PROBLEM STATEMENT — Turn the part of the listing below that opens with the line containing "query (the phrase naming what to segment): wooden" and runs to the end of the listing into a numbered list, leaving out any blank lines.

* Start *

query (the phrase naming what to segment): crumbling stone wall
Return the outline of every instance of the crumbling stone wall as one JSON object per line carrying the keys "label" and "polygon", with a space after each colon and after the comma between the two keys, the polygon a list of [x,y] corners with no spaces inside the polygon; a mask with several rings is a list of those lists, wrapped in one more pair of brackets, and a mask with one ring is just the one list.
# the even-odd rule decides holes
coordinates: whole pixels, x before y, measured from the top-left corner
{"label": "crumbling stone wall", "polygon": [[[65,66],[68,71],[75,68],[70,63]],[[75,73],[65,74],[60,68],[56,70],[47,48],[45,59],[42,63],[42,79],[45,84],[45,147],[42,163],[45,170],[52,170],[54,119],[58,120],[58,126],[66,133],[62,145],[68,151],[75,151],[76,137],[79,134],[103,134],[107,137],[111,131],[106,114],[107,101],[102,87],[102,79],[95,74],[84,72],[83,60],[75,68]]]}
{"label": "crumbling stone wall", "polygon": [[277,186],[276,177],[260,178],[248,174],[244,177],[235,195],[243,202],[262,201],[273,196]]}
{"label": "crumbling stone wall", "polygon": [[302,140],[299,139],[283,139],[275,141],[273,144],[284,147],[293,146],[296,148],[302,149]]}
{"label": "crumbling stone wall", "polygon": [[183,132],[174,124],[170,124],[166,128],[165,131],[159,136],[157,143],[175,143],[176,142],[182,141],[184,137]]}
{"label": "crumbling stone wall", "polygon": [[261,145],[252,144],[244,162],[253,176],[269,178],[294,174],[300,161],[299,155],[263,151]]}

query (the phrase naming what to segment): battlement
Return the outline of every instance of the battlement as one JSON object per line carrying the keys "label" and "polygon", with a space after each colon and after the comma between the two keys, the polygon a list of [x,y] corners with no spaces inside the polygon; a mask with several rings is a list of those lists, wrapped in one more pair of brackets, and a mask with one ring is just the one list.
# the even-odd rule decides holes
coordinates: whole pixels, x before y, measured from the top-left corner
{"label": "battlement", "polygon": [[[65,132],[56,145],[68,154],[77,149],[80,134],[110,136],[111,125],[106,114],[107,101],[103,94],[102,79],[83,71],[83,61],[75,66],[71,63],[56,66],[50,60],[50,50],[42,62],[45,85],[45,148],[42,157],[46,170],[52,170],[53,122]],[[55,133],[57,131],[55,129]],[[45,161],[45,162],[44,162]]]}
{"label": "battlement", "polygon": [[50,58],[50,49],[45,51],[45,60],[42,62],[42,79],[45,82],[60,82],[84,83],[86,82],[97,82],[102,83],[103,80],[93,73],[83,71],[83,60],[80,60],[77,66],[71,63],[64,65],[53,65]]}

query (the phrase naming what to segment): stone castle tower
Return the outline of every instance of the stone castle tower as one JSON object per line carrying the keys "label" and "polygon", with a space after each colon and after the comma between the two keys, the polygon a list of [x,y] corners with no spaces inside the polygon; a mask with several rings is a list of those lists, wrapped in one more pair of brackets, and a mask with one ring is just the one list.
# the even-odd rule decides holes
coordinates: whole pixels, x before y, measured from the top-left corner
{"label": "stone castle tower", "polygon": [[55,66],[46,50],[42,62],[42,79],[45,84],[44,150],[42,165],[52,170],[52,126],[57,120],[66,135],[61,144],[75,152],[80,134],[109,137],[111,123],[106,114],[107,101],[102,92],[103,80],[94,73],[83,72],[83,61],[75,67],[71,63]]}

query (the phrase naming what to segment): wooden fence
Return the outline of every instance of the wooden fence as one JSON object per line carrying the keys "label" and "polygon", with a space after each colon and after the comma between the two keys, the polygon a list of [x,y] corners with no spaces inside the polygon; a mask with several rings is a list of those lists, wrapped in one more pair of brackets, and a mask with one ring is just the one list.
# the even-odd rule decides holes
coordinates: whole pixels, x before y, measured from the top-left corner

* End *

EXPECTED ANSWER —
1. query (the phrase naming what to segment): wooden fence
2. Return the outline of every instance of the wooden fence as one JSON object per line carrying the keys "label" and "polygon", with a space after each colon and after the comma between the two keys, the polygon a list of [x,y] corners with no spaces inside the polygon; a mask with several rings is a list of those lists, wrapped in one more pair of brackets, and a mask with one ring is just the one list.
3. # the even-odd rule decides holes
4. coordinates: whole pixels, x before y, measured from the top-left corner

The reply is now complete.